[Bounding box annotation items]
BEGIN
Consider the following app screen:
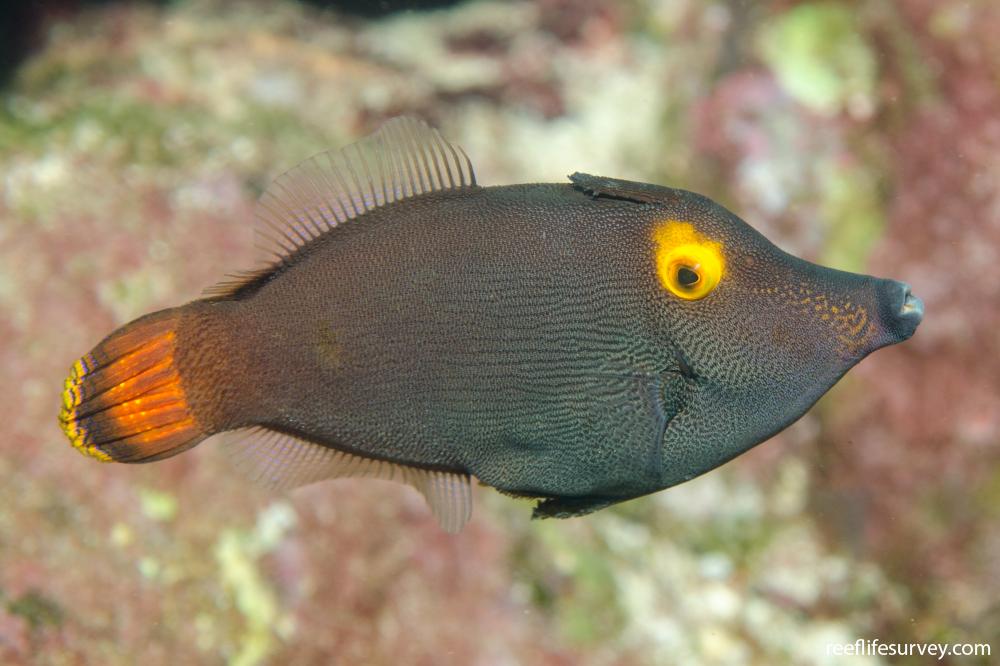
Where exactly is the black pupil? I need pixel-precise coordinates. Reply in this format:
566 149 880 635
677 266 701 287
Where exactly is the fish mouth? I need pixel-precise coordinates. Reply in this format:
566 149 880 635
882 280 924 344
899 282 924 324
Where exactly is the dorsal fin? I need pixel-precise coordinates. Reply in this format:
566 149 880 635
221 427 472 534
569 171 680 203
205 116 476 298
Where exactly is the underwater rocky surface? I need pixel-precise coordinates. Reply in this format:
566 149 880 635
0 0 1000 665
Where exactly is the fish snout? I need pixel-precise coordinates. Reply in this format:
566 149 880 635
882 280 924 342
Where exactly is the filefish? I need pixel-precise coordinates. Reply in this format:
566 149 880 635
60 118 923 532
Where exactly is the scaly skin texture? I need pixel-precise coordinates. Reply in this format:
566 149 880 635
180 176 919 515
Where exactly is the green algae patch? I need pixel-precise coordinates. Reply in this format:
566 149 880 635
139 488 177 523
757 2 877 116
215 502 295 666
7 591 64 630
820 162 885 273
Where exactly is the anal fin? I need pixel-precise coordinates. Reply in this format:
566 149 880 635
531 497 625 520
218 427 472 534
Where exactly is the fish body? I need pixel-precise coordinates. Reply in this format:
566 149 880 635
62 119 922 530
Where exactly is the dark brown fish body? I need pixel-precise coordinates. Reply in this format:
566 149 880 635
64 116 920 529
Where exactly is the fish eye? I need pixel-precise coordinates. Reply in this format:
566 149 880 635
677 266 701 289
658 243 722 301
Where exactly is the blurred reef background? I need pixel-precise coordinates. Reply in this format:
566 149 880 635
0 0 1000 666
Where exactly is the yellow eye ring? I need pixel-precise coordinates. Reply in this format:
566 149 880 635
656 243 722 301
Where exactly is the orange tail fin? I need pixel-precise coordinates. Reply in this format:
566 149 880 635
59 309 207 462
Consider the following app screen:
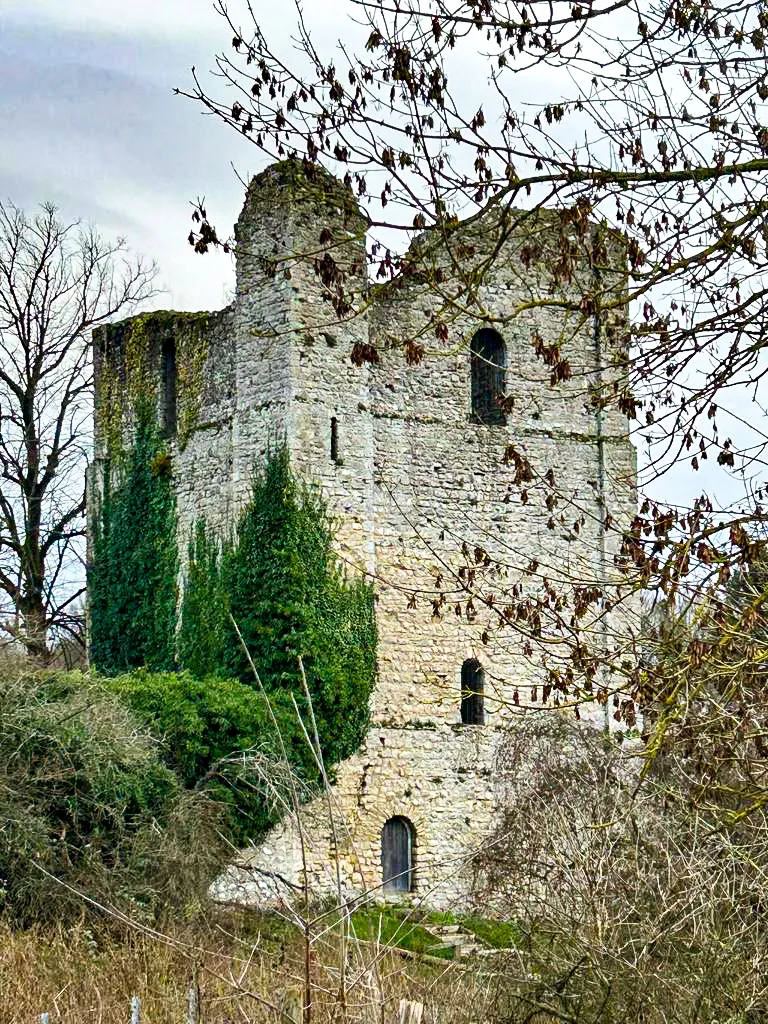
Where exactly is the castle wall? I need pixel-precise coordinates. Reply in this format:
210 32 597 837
93 167 635 906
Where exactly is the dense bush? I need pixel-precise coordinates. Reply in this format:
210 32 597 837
90 444 376 842
175 450 376 837
106 671 318 843
0 672 224 921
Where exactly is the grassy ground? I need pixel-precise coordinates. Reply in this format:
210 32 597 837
0 911 489 1024
352 907 454 959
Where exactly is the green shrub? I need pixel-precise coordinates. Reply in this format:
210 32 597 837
105 671 318 843
217 450 377 765
0 673 228 920
175 450 376 838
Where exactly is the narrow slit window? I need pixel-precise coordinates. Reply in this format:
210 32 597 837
470 328 507 426
161 338 177 437
462 658 485 725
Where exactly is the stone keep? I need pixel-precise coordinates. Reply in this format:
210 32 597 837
91 162 635 906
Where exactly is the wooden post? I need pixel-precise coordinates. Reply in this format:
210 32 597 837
186 978 200 1024
399 999 424 1024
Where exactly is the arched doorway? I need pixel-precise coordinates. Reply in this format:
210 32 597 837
381 815 416 893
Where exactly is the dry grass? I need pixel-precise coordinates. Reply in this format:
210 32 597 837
0 911 487 1024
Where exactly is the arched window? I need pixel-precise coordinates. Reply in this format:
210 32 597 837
469 328 507 425
462 659 485 725
381 816 416 893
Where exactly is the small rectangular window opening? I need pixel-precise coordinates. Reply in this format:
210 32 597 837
161 338 177 437
331 416 339 462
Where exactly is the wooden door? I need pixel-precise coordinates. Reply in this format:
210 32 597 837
381 817 414 893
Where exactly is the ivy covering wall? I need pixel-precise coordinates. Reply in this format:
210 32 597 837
88 410 178 675
89 387 376 842
178 450 376 764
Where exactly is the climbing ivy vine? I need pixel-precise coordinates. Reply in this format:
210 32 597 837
88 410 178 675
90 432 377 842
178 450 377 773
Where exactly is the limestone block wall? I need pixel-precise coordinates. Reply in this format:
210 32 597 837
93 165 635 906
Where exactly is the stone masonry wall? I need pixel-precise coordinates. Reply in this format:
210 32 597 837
93 165 635 906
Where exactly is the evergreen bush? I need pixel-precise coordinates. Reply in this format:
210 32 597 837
0 672 224 922
178 450 377 827
108 670 311 843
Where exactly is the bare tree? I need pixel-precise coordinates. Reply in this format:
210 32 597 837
181 0 768 729
0 204 155 657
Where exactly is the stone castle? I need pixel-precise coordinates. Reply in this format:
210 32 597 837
96 163 635 906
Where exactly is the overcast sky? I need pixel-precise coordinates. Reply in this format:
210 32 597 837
0 0 757 512
0 0 261 309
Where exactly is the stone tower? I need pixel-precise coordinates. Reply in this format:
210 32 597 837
91 162 635 905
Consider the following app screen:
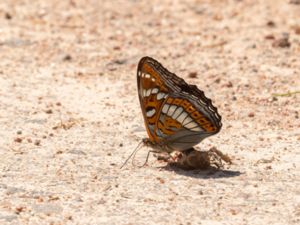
END
Turn the items, from the start up to and including the line that contains "180 176 919 515", into a numbered list with blank lines skipped. Leave the pictures out.

Answer below ::
1. Consider the following app screen:
2. Where exactly is the black pupil? I need pixel-precise coordinates. Reply in this format:
3. 566 149 880 635
4. 677 266 701 287
5. Where exactly is the fish mouth? I need pixel-precise coordinates. Reply in this format:
6. 566 149 880 635
7. 882 280 924 344
8. 899 282 924 324
9. Where exactly is the dorsal fin? I need pixel-precise coordinates. Reply in this format:
10. 566 149 880 635
11. 221 427 472 534
12. 569 171 680 203
13. 205 116 476 298
14. Where exactly is the underwater rocky surface? I need pixel-precise coordinates. Reply in this format:
15. 566 149 880 635
16. 0 0 1000 665
17. Where exactly is the fish snout? I need pixel-precise coordinates. Reply in this format:
18. 566 149 880 635
19. 882 280 924 342
20. Where exactly is the filefish? I need pixel-precise coordinates. Reply in this format:
21. 566 149 880 635
22. 60 118 923 532
23. Where exactly is the scaly skin texture? I need pixel-precise coordinates. Reply in this format:
24. 566 149 880 635
25. 180 176 919 515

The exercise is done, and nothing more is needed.